*EXCERPT TO READ:*
World Wide Web and Internet

    A common misconception is that the World Wide Web and the Internet are two names that describe the same entity. In fact, the World Wide Web and the Internet are related but different. The Internet is a huge global network of computers established to allow the transfer of information from one computer to another. Unlike the World Wide Web, which was created to display information, the Internet was created to exchange information. 

    This is not to imply that information cannot be exchanged on the Web. Although originally created to display information, the World Wide Web is evolving from the simple static information delivery system of its early days to a more interactive platform that provides varying degrees of user control and interaction. This evolving version of the Web is sometimes referred to as Web 2.0.

    The World Wide Web resides on a small section of the Internet and would not exist without the Internet's computer network. Conversely, the Internet could exist without the World Wide Web and, in fact, flourished for many years before the World Wide Web was ever conceived. Despite the immense size of both the Internet and the World Wide Web, the two are relative newcomers to the world of technology. 

    The Internet was originally commissioned in 1969 as a program of the US Department of Defense. The first experimental version of the World Wide Web was released in the late 1980s. Since their inception, both the Internet and the World Wide Web have grown dramatically in size and functionality.

Necessities Needed for World Wide Web 

    Healthcare consumers need to go no further than their computers if they wish to learn how to use the Internet or the World Wide Web. Getting into the Internet or the World Wide Web requires a computer with a telecommunication link and software to connect to an Internet service provider (ISP). Once a person is connected, it is simple to find a wide range of websites voted to teach Internet or World Wide Web navigation skills.

*GIVEN DATA:*
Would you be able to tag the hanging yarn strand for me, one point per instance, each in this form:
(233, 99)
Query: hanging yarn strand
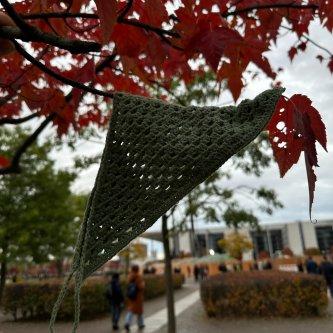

*YOUR TASK:* According to the passage on the World Wide Web and the Internet, in what year was the Internet originally commissioned? The material above has no connection to the passage on the World Wide Web and the Internet.

*ANSWER BOX:* 1969